## SHORT TASK
Output every line of the following material verbatim, with no changes.

##########

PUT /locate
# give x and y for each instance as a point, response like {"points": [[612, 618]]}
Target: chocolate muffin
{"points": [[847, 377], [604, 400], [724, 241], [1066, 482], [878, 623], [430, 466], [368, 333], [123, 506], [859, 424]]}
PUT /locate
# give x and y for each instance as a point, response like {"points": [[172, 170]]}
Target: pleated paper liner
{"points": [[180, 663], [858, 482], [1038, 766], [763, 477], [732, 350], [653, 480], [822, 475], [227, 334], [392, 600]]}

##########

## THE SOLUTION
PUT /locate
# give x and y for each instance as a point, response like {"points": [[612, 618]]}
Target: chocolate muffin
{"points": [[847, 377], [604, 400], [724, 241], [1066, 482], [878, 623], [430, 466], [368, 333], [123, 506], [859, 424]]}
PUT /locate
# give x and y for each instance as a point, response like {"points": [[172, 170]]}
Target: pleated paper liner
{"points": [[180, 663], [858, 482], [1038, 766], [763, 477], [732, 350], [653, 480], [822, 475], [227, 334], [392, 600]]}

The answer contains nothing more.